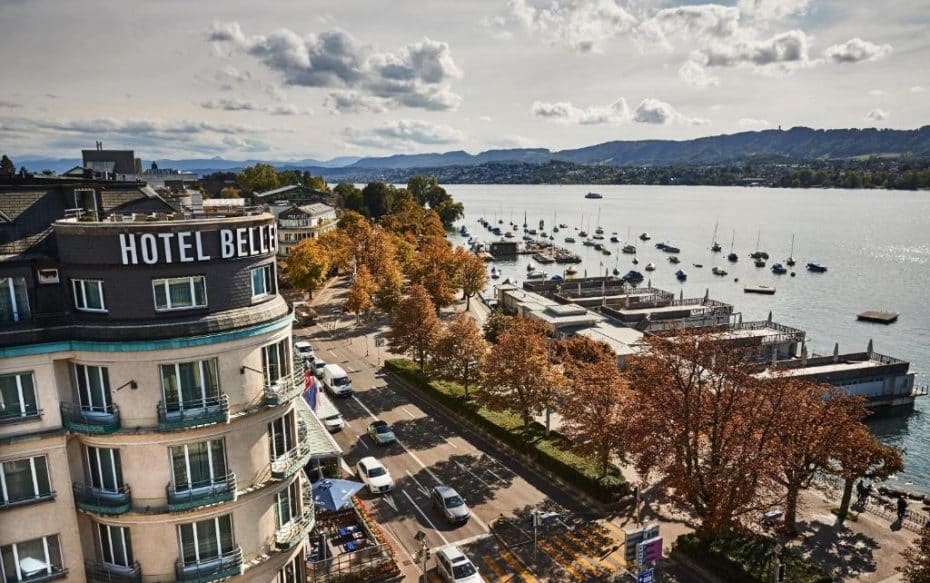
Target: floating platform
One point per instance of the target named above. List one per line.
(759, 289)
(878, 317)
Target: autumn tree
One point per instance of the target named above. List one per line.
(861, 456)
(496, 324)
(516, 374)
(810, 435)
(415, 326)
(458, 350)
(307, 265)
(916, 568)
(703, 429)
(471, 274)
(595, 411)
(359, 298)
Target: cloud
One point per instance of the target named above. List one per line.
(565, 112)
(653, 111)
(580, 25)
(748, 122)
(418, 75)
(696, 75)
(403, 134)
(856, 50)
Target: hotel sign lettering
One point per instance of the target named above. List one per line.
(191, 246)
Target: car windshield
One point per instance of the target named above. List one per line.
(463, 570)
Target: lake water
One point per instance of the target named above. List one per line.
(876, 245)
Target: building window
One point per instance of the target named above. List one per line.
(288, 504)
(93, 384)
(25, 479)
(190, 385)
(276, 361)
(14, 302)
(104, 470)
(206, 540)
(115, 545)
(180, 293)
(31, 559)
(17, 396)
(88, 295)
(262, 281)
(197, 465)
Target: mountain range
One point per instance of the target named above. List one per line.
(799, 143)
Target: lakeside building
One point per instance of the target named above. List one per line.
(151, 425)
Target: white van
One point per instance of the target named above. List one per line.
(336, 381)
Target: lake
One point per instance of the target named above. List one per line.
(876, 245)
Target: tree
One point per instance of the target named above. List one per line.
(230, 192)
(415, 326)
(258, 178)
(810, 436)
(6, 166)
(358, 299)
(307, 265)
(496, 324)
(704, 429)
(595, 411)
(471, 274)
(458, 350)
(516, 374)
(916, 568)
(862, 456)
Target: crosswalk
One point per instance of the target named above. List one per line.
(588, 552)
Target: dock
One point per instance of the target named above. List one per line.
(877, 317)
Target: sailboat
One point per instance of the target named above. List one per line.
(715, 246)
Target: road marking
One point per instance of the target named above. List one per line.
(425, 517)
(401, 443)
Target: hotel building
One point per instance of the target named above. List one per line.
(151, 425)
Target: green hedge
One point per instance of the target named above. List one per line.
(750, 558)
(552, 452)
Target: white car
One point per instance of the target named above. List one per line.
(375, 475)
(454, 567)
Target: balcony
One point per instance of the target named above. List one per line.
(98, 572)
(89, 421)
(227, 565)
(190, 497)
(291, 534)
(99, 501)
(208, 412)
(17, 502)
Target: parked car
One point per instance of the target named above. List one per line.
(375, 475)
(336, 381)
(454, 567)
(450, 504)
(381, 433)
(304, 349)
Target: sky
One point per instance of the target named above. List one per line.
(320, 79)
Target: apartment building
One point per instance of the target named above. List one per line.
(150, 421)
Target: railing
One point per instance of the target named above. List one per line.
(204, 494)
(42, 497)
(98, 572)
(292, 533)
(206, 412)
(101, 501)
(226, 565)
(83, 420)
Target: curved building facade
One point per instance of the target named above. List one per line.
┄┄┄┄┄┄┄┄┄┄
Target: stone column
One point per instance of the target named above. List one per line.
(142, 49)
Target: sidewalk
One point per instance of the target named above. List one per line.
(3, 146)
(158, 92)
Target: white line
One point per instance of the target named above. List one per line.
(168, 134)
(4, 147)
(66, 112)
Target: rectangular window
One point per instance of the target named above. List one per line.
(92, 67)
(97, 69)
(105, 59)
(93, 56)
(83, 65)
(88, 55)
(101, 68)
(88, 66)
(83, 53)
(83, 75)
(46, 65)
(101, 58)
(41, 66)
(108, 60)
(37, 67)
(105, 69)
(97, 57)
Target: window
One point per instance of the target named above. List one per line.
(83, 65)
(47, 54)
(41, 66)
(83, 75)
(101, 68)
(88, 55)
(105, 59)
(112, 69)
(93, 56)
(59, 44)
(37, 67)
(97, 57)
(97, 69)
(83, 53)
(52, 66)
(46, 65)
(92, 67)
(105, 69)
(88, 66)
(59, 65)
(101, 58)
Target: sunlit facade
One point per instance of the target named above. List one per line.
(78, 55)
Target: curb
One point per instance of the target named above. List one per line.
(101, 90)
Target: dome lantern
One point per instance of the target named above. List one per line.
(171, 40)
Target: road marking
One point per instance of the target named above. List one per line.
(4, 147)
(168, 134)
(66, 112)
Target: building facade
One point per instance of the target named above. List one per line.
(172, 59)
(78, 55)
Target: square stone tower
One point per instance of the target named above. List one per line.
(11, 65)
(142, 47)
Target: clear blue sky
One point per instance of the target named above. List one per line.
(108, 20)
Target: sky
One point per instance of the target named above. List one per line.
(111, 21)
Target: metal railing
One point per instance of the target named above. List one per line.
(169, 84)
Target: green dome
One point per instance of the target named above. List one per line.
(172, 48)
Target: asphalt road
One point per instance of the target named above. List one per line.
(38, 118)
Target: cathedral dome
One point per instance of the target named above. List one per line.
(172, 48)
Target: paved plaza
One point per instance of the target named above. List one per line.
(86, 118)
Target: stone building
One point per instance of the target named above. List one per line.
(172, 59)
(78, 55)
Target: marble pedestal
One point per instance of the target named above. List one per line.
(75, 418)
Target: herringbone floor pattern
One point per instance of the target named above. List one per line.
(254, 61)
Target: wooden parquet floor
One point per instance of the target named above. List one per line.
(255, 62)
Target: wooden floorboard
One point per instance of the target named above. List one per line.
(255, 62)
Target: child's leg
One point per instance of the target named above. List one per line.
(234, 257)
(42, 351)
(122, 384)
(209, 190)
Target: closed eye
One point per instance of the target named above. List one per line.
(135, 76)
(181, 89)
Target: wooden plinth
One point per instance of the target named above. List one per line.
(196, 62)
┄┄┄┄┄┄┄┄┄┄
__What is expected__:
Collect each line in the items above that contains the string "hotel", and copy those lines in full.

__Exercise solution__:
Target: hotel sign lettering
Target: hotel building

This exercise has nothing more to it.